*Data listing*

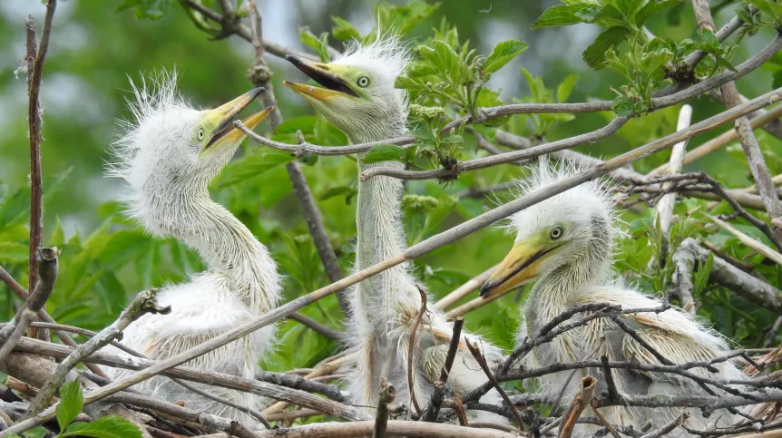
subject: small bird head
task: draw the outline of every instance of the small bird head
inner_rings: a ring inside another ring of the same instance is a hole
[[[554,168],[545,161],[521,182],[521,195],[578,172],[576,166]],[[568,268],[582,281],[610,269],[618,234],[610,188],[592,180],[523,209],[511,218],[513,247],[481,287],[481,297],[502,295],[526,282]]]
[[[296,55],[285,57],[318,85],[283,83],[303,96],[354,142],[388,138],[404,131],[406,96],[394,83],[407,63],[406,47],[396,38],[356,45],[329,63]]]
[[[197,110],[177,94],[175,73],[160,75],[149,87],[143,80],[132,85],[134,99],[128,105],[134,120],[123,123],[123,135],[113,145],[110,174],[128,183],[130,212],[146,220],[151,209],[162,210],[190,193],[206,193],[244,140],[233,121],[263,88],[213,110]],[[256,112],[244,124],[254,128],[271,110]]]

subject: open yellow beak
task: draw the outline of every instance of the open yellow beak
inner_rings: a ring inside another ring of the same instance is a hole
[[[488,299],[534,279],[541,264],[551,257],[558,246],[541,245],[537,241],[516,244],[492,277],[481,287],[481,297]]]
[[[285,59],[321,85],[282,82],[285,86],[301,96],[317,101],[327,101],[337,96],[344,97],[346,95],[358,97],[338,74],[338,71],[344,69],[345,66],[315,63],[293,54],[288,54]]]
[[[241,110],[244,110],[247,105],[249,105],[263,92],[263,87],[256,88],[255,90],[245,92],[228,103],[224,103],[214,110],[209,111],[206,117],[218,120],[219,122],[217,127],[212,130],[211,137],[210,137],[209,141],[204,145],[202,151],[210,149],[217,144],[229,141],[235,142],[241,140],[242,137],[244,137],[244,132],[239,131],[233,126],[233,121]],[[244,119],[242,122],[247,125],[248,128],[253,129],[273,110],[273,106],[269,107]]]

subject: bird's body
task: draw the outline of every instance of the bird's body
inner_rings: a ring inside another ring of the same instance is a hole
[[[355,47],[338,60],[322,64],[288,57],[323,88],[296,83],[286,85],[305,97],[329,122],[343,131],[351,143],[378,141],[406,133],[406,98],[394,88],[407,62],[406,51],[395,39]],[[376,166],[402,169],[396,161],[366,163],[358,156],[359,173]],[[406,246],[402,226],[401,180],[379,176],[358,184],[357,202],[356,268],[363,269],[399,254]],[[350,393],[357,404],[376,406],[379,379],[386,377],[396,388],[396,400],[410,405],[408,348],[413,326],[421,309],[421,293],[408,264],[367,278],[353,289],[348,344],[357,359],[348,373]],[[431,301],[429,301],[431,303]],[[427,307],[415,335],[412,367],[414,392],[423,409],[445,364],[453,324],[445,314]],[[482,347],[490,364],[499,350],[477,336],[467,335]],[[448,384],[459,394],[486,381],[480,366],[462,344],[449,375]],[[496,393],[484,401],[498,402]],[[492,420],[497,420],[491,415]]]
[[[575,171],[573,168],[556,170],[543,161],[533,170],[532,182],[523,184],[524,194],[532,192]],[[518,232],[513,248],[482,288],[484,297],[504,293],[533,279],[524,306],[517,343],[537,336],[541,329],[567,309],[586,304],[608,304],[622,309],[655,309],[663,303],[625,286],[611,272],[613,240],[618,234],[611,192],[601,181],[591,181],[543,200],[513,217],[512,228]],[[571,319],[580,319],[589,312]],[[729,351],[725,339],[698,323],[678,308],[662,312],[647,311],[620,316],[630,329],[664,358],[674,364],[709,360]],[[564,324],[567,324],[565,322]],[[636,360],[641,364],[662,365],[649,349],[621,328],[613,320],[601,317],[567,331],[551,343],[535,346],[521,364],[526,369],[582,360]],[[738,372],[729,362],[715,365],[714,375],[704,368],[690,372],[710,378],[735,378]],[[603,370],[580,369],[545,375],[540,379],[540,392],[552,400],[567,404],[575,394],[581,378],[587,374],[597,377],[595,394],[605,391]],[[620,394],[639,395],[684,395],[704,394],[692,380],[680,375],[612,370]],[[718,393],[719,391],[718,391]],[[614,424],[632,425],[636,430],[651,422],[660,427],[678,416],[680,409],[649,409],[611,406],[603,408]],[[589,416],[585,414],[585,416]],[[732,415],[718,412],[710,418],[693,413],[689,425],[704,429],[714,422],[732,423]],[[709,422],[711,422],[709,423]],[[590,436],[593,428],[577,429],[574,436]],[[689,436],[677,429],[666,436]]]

*Work required*
Can you gather every line of the items that contains the string "draw"? Case counts.

*Solution for this task*
task: draw the outline of every instance of the small bird head
task: draw the outline of every instance of the open yellow beak
task: draw the outline of every instance of the bird's body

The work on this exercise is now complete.